Don’t get me wrong I love Ubuntu I started on it 12.04 and I still use it, but I know many people that are trying to leave windows and they come to Ubuntu and it doesn’t work because the kernel was too old for their hardware or the driver was too old pc wouldn’t boot and they don’t know what to do.
Times are changing many gamer’s are coming to Linux this thing with stable means old packages like Debian as to change because in my experience so far with Linux I encounter bugs if the software is new or old because sometimes you get new bugs but often you get software that already had a bug but not the fix.I’m not saying to turn into arch but there is a middle ground.
Hey Steve, thanks for bringing your thoughts to the thread. Ubuntu 24.04 ships with Linux kernel 6.8 (the same as Fedora 40) and for Ubuntu 24.10 we’re targetting 6.11 for the absolute latest hw support I agree there’s more we can do to ensure the latest NVIDIA drivers are ready as soon as possible and this is something we’re actively discussing internally. I’ll take a look at the proton tricks version in the repo with our internal gaming team to see if there’s something we can do on that front as well. I’d be keen to hear what other initial configuration you need to do to get Ubuntu gaming ready and we can also consider these in future roadmaps!
Fedora 40 did ship 6.8 but now it’s at 6.10.3 with NVIDIA 555.58.02 with regular updates.
Oh, and I forgot on my son pc he as amd 7800xt gpu so for him I also add the mesa kisak ppa (ppa: kisak/kisak-mesa) to get the latest amd stuff.

#### Extracted data:
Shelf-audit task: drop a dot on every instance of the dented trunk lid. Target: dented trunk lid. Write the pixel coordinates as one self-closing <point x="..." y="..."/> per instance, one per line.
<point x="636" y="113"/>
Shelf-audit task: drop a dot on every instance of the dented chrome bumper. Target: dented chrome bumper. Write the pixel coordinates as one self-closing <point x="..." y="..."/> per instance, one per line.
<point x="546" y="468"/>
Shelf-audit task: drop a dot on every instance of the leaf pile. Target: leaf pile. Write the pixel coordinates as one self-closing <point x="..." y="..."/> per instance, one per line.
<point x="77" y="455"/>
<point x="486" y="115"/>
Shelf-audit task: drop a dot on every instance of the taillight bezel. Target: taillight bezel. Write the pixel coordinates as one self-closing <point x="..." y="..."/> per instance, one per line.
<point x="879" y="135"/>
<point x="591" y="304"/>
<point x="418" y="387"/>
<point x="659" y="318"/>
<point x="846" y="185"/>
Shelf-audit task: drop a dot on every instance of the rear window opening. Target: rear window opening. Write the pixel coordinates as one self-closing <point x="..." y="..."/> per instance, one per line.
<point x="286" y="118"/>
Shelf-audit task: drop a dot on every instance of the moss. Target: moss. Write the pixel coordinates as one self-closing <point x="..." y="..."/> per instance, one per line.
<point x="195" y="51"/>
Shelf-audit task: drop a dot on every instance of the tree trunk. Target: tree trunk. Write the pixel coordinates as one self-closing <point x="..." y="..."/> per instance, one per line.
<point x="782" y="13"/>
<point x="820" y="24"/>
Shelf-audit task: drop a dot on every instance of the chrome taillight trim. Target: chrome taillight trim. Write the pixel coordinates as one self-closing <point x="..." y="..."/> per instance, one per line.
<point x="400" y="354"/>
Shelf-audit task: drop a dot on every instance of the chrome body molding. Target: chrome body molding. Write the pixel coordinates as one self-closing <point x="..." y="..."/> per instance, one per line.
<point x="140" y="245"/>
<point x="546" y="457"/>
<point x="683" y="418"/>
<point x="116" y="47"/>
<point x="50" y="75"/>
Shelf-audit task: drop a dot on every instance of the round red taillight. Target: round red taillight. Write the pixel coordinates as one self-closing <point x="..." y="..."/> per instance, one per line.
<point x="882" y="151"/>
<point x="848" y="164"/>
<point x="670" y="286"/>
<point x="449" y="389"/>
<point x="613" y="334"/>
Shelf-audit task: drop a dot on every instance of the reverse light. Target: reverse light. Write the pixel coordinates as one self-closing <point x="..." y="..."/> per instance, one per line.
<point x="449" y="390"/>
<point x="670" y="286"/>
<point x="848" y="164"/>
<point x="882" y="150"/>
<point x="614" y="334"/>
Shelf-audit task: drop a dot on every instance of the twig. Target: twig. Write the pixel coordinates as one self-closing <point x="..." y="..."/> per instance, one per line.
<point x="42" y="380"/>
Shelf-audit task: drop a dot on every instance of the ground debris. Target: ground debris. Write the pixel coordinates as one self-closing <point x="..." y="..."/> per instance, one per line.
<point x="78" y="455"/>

#### Written exercise:
Reproduce the entire forum thread about Ubuntu and gaming word for word. The items come from a source unrelated to the forum thread about Ubuntu and gaming.

#### Response to this exercise:
Don’t get me wrong I love Ubuntu I started on it 12.04 and I still use it, but I know many people that are trying to leave windows and they come to Ubuntu and it doesn’t work because the kernel was too old for their hardware or the driver was too old pc wouldn’t boot and they don’t know what to do.
Times are changing many gamer’s are coming to Linux this thing with stable means old packages like Debian as to change because in my experience so far with Linux I encounter bugs if the software is new or old because sometimes you get new bugs but often you get software that already had a bug but not the fix.I’m not saying to turn into arch but there is a middle ground.
Hey Steve, thanks for bringing your thoughts to the thread. Ubuntu 24.04 ships with Linux kernel 6.8 (the same as Fedora 40) and for Ubuntu 24.10 we’re targetting 6.11 for the absolute latest hw support I agree there’s more we can do to ensure the latest NVIDIA drivers are ready as soon as possible and this is something we’re actively discussing internally. I’ll take a look at the proton tricks version in the repo with our internal gaming team to see if there’s something we can do on that front as well. I’d be keen to hear what other initial configuration you need to do to get Ubuntu gaming ready and we can also consider these in future roadmaps!
Fedora 40 did ship 6.8 but now it’s at 6.10.3 with NVIDIA 555.58.02 with regular updates.
Oh, and I forgot on my son pc he as amd 7800xt gpu so for him I also add the mesa kisak ppa (ppa: kisak/kisak-mesa) to get the latest amd stuff.